Preta Gil e a redenção das gordinhas
A festa acabou, a luz apagou, o povo sumiu: e agora, você?"Ai, caramba!", pensei com meus botões quando soube que a Preta Gil seria madrinha da bateria da Mangueira. "Isso não vai dar certo..." Ter pai famoso nem sempre ajuda, e o falso entusiasmo dos puxa-sacos sempre atrapalha. Como a torcida do Flamengo e a do Vasco juntas, eu também tinha certeza de que, no mundo rarefeito das Julianas, Quitérias e Gracyannes, a Preta ia pagar um mico de todo o tamanho. Literalmente.

• _Conjunto de tarefas_:
[1] Responda com base no texto sobre Preta Gil:
(a) Que função Preta Gil exerceria na Mangueira?
(b) Quais nomes o autor associa ao "mundo rarefeito"?
(c) Quais torcidas são citadas?
[2] Reproduza o trecho do texto sobre Preta Gil desde "Preta Gil e" até "o tamanho. Literalmente.".
As linhas abaixo provêm de uma fonte distinta do texto sobre Preta Gil.

• _Dados fornecidos_:
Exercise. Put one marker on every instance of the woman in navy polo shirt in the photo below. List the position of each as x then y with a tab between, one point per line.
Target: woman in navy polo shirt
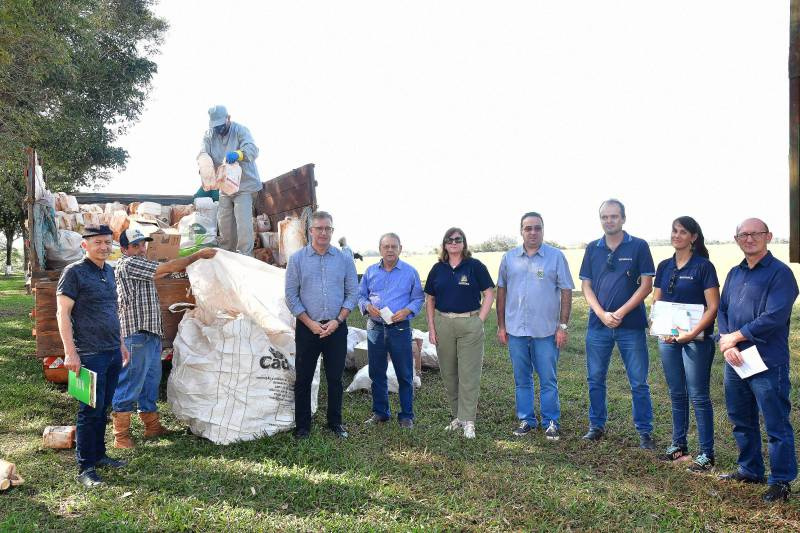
689	277
455	323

• _Respostas_:
[1]
(a) Madrinha da bateria.
(b) Julianas, Quitérias e Gracyannes.
(c) As do Flamengo e do Vasco.

[2]
Preta Gil e a redenção das gordinhas
A festa acabou, a luz apagou, o povo sumiu: e agora, você?"Ai, caramba!", pensei com meus botões quando soube que a Preta Gil seria madrinha da bateria da Mangueira. "Isso não vai dar certo..." Ter pai famoso nem sempre ajuda, e o falso entusiasmo dos puxa-sacos sempre atrapalha. Como a torcida do Flamengo e a do Vasco juntas, eu também tinha certeza de que, no mundo rarefeito das Julianas, Quitérias e Gracyannes, a Preta ia pagar um mico de todo o tamanho. Literalmente.